§ **EXERCISE AIM**: Please extend the passage about mistaking a snake for a cat, starting after its last sentence.

The question is simply answered.
Suppose you say, "Oh, look! A cat!" And you point to a snake. So I go fetch a textbook that we both respect, and I read, "Cat: mammal, possessed of four legs, a tail, a head, lots of fur, and an insatiable appetite. Purrs when petted." Then I say, "That thing you're pointing at doesn't look anything like a cat. At. All."
What do you say? "Yeah, but maybe it's a furless, legless, reptilian cat who never purrs! Or maybe it's just warming up, and one day it will be a cat! You have to give me a good explanation of what it is, or I'll pick it up and call it a cat!"?
No, actually, see: I really don't have to. I've demonstrated that it isn't a cat. In so demonstrating, I have demonstrated that, if you do pick it up, you won't be picking up a cat. My work is done.

§ **MATERIAL SHOWN**:
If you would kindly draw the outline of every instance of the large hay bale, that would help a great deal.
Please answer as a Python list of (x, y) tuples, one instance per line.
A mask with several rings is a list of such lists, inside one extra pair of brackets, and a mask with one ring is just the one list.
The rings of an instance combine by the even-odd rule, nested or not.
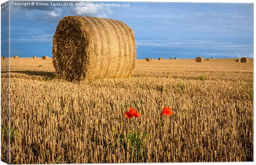
[(204, 61), (204, 59), (201, 57), (197, 57), (196, 58), (196, 62), (201, 62)]
[(241, 62), (247, 62), (249, 61), (249, 59), (247, 57), (243, 57), (241, 59)]
[(57, 27), (52, 54), (59, 78), (79, 81), (127, 77), (135, 67), (133, 31), (119, 21), (67, 16)]
[(50, 57), (49, 56), (43, 56), (42, 58), (43, 59), (49, 59)]

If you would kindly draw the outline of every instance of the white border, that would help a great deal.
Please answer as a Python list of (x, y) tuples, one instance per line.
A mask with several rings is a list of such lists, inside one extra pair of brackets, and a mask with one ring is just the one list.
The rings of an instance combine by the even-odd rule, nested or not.
[[(14, 1), (14, 0), (11, 0), (11, 1)], [(39, 0), (24, 0), (24, 1), (39, 1)], [(78, 1), (78, 0), (59, 0), (59, 1)], [(0, 4), (2, 4), (5, 2), (7, 1), (7, 0), (0, 0)], [(52, 1), (58, 1), (58, 0), (52, 0)], [(86, 1), (85, 0), (84, 0), (84, 1)], [(101, 2), (194, 2), (194, 3), (254, 3), (254, 0), (225, 0), (225, 1), (224, 1), (223, 0), (209, 0), (207, 1), (206, 1), (206, 0), (89, 0), (88, 1), (91, 1), (91, 2), (94, 2), (94, 1), (101, 1)], [(1, 21), (0, 21), (0, 19), (1, 18), (1, 13), (0, 12), (0, 26), (1, 26)], [(255, 27), (254, 26), (254, 19), (255, 18), (255, 12), (254, 12), (254, 27)], [(0, 33), (0, 38), (1, 37), (1, 33)], [(254, 54), (255, 54), (255, 50), (254, 49), (254, 40), (255, 40), (255, 33), (254, 33)], [(0, 50), (1, 50), (1, 45), (0, 45)], [(10, 47), (9, 47), (9, 50), (10, 50)], [(255, 70), (255, 66), (254, 65), (254, 78), (255, 78), (255, 73), (254, 72), (254, 71)], [(1, 80), (1, 78), (0, 77), (0, 81)], [(0, 86), (0, 90), (1, 89), (1, 87)], [(255, 96), (255, 90), (254, 90), (254, 96)], [(254, 105), (255, 105), (255, 103), (256, 101), (255, 101), (255, 100), (254, 99)], [(255, 136), (255, 132), (254, 132), (254, 130), (255, 130), (255, 119), (254, 118), (254, 144), (255, 144), (254, 143), (254, 137)], [(1, 119), (0, 118), (0, 121), (1, 121)], [(1, 143), (1, 139), (0, 139), (0, 144)], [(255, 151), (254, 150), (255, 149), (255, 145), (254, 146), (254, 159), (256, 158), (256, 157), (255, 157), (255, 155), (256, 155), (256, 153), (255, 153)], [(0, 153), (0, 156), (1, 156), (1, 153)], [(201, 164), (213, 164), (213, 165), (217, 165), (217, 164), (220, 164), (220, 163), (223, 163), (221, 162), (218, 162), (218, 163), (152, 163), (154, 164), (156, 164), (156, 165), (168, 165), (168, 164), (170, 164), (171, 163), (172, 163), (172, 164), (174, 164), (174, 165), (188, 165), (188, 164), (193, 164), (194, 165), (201, 165)], [(248, 164), (254, 164), (254, 162), (227, 162), (227, 163), (224, 163), (225, 165), (248, 165)], [(132, 164), (134, 164), (134, 163), (126, 163), (126, 164), (127, 165), (131, 165)], [(140, 163), (141, 164), (146, 164), (147, 163)], [(152, 163), (151, 163), (152, 164)], [(6, 165), (6, 164), (0, 161), (0, 165)], [(119, 164), (119, 163), (116, 163), (115, 164)], [(70, 164), (70, 165), (76, 165), (75, 164)], [(106, 164), (106, 163), (104, 163), (104, 164), (101, 164), (101, 165), (109, 165), (109, 164)]]

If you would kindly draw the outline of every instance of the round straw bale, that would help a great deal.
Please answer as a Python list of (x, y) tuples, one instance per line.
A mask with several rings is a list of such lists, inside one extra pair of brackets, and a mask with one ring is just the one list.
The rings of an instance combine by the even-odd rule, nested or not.
[(72, 81), (127, 77), (135, 67), (133, 31), (119, 21), (65, 16), (53, 36), (52, 54), (60, 78)]
[(49, 56), (43, 56), (43, 59), (49, 59)]
[(197, 57), (196, 58), (196, 62), (201, 62), (204, 61), (204, 59), (201, 57)]
[(247, 57), (243, 57), (241, 59), (241, 62), (247, 62), (249, 61), (249, 59)]

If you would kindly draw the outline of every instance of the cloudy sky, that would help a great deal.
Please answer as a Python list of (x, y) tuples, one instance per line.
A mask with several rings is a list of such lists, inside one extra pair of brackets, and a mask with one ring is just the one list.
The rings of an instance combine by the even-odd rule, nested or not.
[[(252, 4), (115, 2), (130, 6), (56, 7), (50, 2), (45, 2), (48, 6), (11, 4), (11, 57), (52, 56), (59, 21), (67, 15), (81, 15), (128, 24), (134, 31), (137, 59), (253, 57)], [(5, 12), (2, 10), (2, 21)], [(3, 55), (6, 46), (4, 42), (2, 44)]]

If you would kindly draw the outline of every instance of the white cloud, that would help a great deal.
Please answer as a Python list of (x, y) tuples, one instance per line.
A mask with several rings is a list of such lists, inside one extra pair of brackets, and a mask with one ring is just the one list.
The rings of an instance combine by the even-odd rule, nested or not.
[(55, 10), (52, 10), (49, 12), (46, 12), (46, 14), (52, 16), (59, 16), (61, 14), (62, 10), (61, 9), (57, 8)]
[[(83, 4), (84, 3), (80, 2), (80, 4)], [(95, 16), (100, 17), (107, 17), (108, 14), (113, 13), (109, 7), (96, 5), (92, 3), (88, 4), (90, 5), (87, 6), (78, 6), (71, 8), (70, 9), (70, 12), (75, 15)]]

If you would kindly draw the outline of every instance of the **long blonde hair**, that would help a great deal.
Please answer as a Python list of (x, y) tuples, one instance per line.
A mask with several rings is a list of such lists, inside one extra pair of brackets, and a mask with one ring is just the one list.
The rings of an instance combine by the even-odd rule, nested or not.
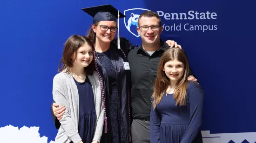
[(164, 93), (170, 84), (169, 79), (166, 76), (162, 70), (165, 63), (170, 61), (176, 59), (182, 62), (184, 65), (184, 70), (183, 75), (176, 83), (176, 88), (174, 90), (174, 98), (176, 101), (175, 105), (185, 106), (186, 104), (186, 92), (189, 76), (189, 64), (188, 57), (182, 50), (179, 48), (172, 48), (166, 50), (162, 54), (158, 65), (157, 75), (155, 83), (154, 90), (152, 98), (154, 109), (156, 105), (162, 100)]

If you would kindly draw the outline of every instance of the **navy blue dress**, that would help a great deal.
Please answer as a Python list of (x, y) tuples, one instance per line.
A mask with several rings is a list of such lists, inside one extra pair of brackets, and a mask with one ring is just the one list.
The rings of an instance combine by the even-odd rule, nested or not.
[(115, 68), (111, 61), (110, 50), (110, 48), (102, 53), (96, 52), (95, 55), (106, 70), (106, 75), (108, 79), (111, 126), (108, 126), (108, 128), (111, 132), (111, 143), (126, 143), (126, 134), (121, 114), (120, 97), (117, 92), (116, 75)]
[(203, 93), (197, 83), (188, 84), (186, 106), (176, 106), (173, 94), (164, 95), (150, 114), (150, 143), (202, 143)]
[(78, 132), (83, 143), (90, 143), (92, 141), (97, 118), (93, 87), (88, 76), (82, 83), (74, 79), (77, 86), (79, 96)]

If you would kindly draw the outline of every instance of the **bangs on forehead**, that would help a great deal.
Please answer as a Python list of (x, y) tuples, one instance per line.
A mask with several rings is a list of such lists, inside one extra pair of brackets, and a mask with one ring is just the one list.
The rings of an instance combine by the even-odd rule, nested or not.
[(111, 21), (102, 21), (99, 22), (98, 24), (100, 25), (106, 25), (108, 26), (116, 26), (116, 22)]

§ **EXPECTED OUTPUT**:
You meanwhile, might call yourself a "Cat-ist," and run about, waving the viper over your head. You might persuade 100, 10000, even 1000000 or more people to do the same. "Cat-ism" might become the fastest-growing movement in the world, all of you waving slender, wriggling, scaled, cold-blooded, fork-tongued, lidless "cats" over your heads. You might "prove" your case by producing academic "Cat-ists" who produce literary passages describing cats as slinking ("Aha!"), and curling up ("Oho!"), and wrapping themselves around their owners' legs ("QED!").
You can call the thing in your hand whatever you like. You can get millions to call it the same. It still won't be a cat, and any decent description of a real cat will be a "killer verse" to your movement.
And what of identifying the actual thing you're holding? If I keep looking through my nature guide, I'll find several things that are long and thin and wiggly. It might be a worm. It might be an eel. It might be a snake. Ah, that's it: a snake. What kind of snake, though? Maybe I can't identify the exact species of snake you're pointing at. But I know that there are various venomous vipers about, and that's reason enough to worry. I advise you that it's best not to pick it up until we're sure what it is.
Doesn't that make good sense?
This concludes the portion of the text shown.